TASK TO COMPLETE: Repeat exactly each line of the data provided below.
--- MATERIAL FOR THIS TASK ---
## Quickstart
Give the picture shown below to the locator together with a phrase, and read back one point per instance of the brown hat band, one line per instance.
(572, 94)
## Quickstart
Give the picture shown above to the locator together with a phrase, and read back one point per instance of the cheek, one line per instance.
---
OUTPUT FOR THIS EXERCISE:
## Quickstart
Give the picture shown below to the locator together with a phrase, and read back one point per instance of the brown hat band, one line per instance.
(572, 94)
## Quickstart
Give the picture shown above to the locator together with a phrase, and read back one point per instance of the cheek, one line per instance.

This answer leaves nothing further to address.